• What you will do: Rewrite the data from its very start through the line containing "583], [754, 599]]", keeping every line and not only the answers, with each coordinate in the answers multiplied by 0.55 and rounded to a whole number, halves rounding up. Leave the pictures out.

• Raw data:
******************************

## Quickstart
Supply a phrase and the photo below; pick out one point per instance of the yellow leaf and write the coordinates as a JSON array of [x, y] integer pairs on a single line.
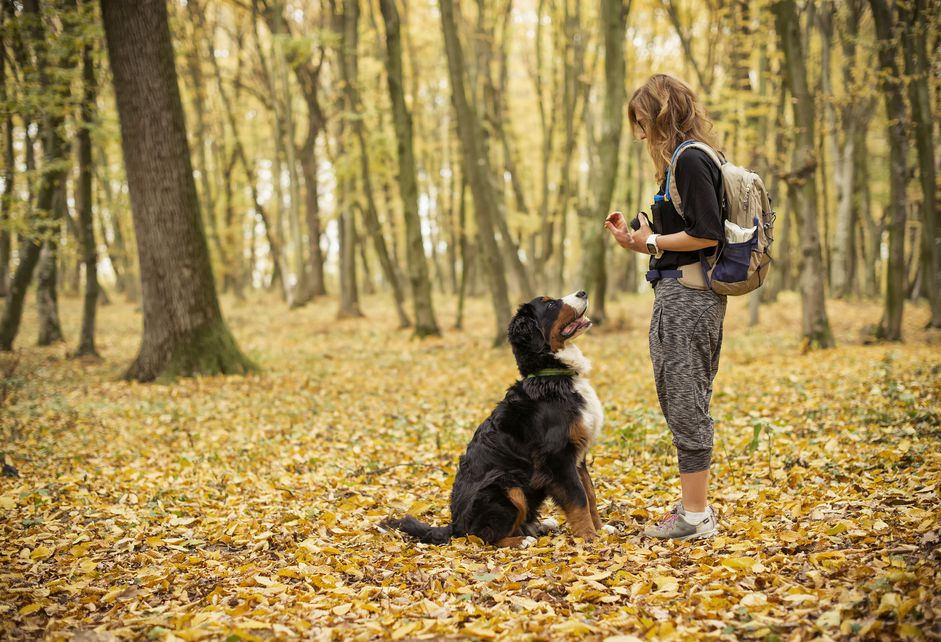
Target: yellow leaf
[[40, 553], [30, 608], [573, 627], [404, 629], [739, 563], [666, 583], [754, 599]]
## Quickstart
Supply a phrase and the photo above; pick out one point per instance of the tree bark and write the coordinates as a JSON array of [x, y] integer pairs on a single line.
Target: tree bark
[[184, 332], [890, 327], [6, 199], [86, 345], [915, 46], [425, 322], [47, 298], [802, 181], [349, 25], [604, 171], [43, 216], [479, 173]]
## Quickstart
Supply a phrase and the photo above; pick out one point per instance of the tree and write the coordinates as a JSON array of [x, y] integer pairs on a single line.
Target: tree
[[44, 215], [184, 332], [605, 169], [425, 323], [86, 346], [890, 327], [6, 199], [349, 72], [479, 173], [802, 184], [917, 64]]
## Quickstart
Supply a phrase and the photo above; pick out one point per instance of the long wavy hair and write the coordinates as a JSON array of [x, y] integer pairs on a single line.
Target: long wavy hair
[[671, 114]]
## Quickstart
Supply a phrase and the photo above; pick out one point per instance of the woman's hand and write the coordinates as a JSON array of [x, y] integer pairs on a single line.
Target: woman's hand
[[625, 237]]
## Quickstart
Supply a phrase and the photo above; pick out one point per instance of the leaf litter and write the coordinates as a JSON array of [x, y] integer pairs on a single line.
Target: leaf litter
[[248, 508]]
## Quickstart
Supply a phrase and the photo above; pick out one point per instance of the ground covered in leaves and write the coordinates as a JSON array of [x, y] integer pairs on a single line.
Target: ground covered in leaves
[[248, 507]]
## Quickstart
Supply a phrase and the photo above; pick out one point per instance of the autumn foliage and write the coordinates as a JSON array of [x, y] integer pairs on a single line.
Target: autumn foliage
[[246, 508]]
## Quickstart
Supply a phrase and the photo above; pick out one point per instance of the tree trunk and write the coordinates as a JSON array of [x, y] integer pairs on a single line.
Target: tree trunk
[[890, 327], [6, 199], [274, 246], [184, 332], [300, 292], [605, 170], [47, 298], [815, 325], [425, 322], [479, 173], [86, 345], [349, 26], [915, 44], [55, 156]]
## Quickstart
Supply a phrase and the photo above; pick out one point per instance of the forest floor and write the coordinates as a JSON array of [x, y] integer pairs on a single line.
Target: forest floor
[[245, 508]]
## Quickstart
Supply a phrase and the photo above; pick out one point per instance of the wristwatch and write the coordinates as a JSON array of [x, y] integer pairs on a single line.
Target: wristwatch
[[652, 246]]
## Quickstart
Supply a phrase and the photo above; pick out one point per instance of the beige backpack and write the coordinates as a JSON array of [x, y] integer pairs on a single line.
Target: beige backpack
[[741, 263]]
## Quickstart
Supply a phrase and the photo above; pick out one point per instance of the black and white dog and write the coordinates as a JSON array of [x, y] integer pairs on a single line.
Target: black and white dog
[[533, 445]]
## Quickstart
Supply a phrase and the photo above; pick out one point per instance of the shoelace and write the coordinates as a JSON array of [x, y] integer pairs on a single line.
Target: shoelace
[[668, 518]]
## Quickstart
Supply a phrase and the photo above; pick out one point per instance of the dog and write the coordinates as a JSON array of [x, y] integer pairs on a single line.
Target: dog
[[533, 445]]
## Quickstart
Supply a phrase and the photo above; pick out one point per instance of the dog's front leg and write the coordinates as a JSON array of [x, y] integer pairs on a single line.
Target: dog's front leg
[[569, 492], [590, 492]]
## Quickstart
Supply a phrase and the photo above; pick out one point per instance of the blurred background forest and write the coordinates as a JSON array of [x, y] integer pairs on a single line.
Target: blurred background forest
[[433, 152]]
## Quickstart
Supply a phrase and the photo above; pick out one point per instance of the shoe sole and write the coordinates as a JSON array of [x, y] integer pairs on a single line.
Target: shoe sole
[[703, 535]]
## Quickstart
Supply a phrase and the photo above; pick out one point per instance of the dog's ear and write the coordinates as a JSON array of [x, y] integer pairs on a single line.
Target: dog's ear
[[524, 330]]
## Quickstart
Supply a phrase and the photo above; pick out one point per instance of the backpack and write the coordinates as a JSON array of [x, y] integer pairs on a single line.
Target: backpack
[[735, 268]]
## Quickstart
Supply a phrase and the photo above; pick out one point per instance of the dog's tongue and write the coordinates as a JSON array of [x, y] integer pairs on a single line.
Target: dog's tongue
[[573, 326]]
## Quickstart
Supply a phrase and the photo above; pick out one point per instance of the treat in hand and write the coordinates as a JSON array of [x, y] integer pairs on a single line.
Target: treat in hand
[[635, 223]]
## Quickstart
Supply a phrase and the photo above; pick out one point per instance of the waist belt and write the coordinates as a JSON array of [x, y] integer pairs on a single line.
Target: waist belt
[[656, 275]]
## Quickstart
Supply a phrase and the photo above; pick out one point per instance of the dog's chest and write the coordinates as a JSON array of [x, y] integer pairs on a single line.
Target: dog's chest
[[592, 414]]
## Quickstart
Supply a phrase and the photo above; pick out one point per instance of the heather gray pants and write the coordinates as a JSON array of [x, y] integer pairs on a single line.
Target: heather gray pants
[[685, 340]]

******************************

• Answer to the task:
## Quickstart
Supply a phrase and the photo below; pick out one point per instance of the yellow leaf and write the coordinates as a JSON array of [x, y] integer pairs on a single line.
Target: yellow leaf
[[22, 304], [17, 334], [315, 345], [222, 346], [406, 310], [366, 321], [415, 329]]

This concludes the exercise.